→ **Text extract**
NOT RECOMMENDED FOR FULL-TEXT PUBLICATION
File Name: 18a0494n.06
Case No. 17-4032
UNITED STATES COURT OF APPEALS
FOR THE SIXTH CIRCUIT
FILED
Oct 04, 2018
UNITED STATES OF AMERICA, )
DEBORAH S. HUNT, Clerk
)
Plaintiff-Appellee, )
) ON APPEAL FROM THE UNITED
v. ) STATES DISTRICT COURT FOR
) THE NORTHERN DISTRICT OF
DEMOND BAKER, ) OHIO
)
Defendant-Appellant. )
BEFORE: BATCHELDER, DONALD, and THAPAR, Circuit Judges.
THAPAR, Circuit Judge. Demond Baker appeals his sentence following his guilty plea to
a drug-conspiracy charge. We affirm.
I.
Demond Baker and his father, Emery Lee, sold drugs as part of a large drug-trafficking
conspiracy. Lee managed the operation. He would buy drugs from suppliers and then have others,
including Baker, sell or distribute those drugs, primarily heroin and cocaine. But the government
eventually discovered the scheme and brought charges against twenty codefendants, including
Baker, Lee, Lee’s girlfriend Rhonda Collins, and Lee’s principal supplier.
After seeing the weight of the evidence against him, Baker pled guilty to conspiracy to
possess with intent to distribute cocaine, cocaine base, and heroin. In his plea agreement, Baker
and the government stipulated that he was responsible for handling between 100 and 200 grams of
Case No. 17-4032, United States v. Baker
cocaine. But at his sentencing hearing, the district court questioned the accuracy of this amount.
After a continuance and a revised pre-sentence report, the district court found Baker responsible
for 500 grams of cocaine. In reaching this conclusion, the district court partially relied on a phone
call Baker made in jail. In the call, Baker said that the police failed to find $12,500 of his drug
money during a search of his house. The evidence of this undiscovered drug money, when paired
with the $3,680 that police did discover, led the district court to conclude that Baker was
responsible for at least 500 grams of cocaine. Attributing 500 grams of cocaine to Baker raised
his sentencing guidelines range above what the plea agreement recommended, so the district court
sentenced Baker to fifty months. This court affirmed. United States v. Baker, 858 F.3d 419, 421
(6th Cir. 2017).

Stored entries
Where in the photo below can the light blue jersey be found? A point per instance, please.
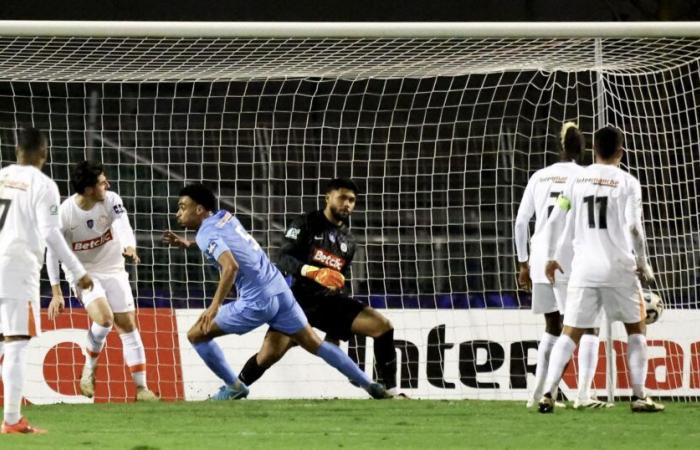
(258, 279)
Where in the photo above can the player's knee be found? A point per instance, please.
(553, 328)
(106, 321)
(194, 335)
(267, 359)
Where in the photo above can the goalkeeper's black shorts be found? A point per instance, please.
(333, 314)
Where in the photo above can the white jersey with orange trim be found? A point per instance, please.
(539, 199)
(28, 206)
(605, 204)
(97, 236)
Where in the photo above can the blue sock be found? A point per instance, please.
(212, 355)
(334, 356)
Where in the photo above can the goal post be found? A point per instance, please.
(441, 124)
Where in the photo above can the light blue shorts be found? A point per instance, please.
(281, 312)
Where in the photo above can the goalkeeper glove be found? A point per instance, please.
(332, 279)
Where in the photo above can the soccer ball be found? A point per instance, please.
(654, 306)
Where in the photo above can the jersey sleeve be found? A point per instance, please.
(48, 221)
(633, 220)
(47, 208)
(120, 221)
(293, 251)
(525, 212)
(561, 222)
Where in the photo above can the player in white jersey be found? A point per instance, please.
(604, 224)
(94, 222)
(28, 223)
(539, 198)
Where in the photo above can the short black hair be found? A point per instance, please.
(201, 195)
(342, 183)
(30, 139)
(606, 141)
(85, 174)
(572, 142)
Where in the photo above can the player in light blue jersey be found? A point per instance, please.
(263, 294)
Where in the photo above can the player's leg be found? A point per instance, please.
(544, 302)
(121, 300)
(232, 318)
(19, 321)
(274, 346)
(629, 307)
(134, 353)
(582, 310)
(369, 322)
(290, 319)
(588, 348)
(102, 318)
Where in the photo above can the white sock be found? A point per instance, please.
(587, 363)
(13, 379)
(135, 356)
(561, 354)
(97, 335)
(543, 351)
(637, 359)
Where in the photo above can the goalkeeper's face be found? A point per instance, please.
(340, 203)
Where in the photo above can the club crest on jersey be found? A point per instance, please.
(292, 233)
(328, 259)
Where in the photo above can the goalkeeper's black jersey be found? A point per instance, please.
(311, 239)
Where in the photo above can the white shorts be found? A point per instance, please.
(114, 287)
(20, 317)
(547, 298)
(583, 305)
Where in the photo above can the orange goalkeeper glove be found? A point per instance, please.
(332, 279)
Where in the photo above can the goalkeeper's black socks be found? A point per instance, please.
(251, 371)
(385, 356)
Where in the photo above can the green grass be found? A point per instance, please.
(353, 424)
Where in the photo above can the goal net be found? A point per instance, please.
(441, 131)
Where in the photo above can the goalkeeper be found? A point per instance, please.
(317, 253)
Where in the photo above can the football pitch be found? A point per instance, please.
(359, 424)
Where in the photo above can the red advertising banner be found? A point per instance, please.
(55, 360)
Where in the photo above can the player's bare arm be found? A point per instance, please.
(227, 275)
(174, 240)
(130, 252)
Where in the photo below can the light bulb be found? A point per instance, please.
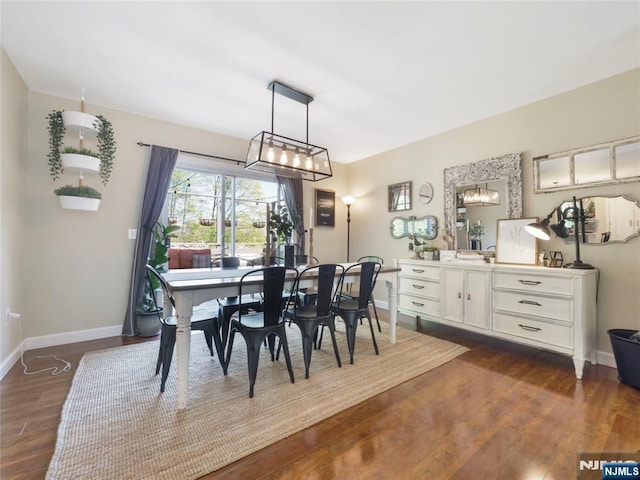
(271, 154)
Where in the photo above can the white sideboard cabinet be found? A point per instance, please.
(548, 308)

→ **Objectives**
**A.** Output the entries from the line containing "Where in the photo above can the white sideboard" down to the end of the entries, with no changes.
**B.** Continue the court opinion from the point where it ends.
The court opinion and the entries come from unrelated sources.

→ **In response**
**A.**
Where in the photo above can the white sideboard cabinet be found? A point per instance, please.
(548, 308)

**B.**
As it turned out, although Baker may have made the jailhouse phone call that the district
court relied upon, there was no actual recording of it. And the government, after a search of its
records, admitted as much. So this court vacated Baker’s original sentence and remanded for
resentencing. United States v. Baker, 869 F.3d 401 (6th Cir. 2017) (order). On remand, the district
court held a new sentencing hearing and relied on most of the same evidence, including the
unrecorded phone call. The court said there was no reason to think that Baker did not make the
phone call, even without an actual recording of it. And, once again, the court sentenced Baker to
fifty months after finding him responsible for 500 grams of cocaine. Baker now appeals.
II.
Baker argues that the district court erred because there was insufficient evidence
demonstrating he was responsible for 500 grams of cocaine.1 He also contends that the district
1
Baker also argues that his sentence is substantively unreasonable. But his one-sentence argument in the concluding
lines of his brief is insufficient. So he has forfeited his substantive unreasonableness argument. McPherson v. Kelsey,
125 F.3d 989, 995–96 (6th Cir. 1997) (“It is not sufficient for a party to mention a possible argument in the most
skeletal way, leaving the court to put flesh on its bones.” (internal quotation marks and alteration omitted)).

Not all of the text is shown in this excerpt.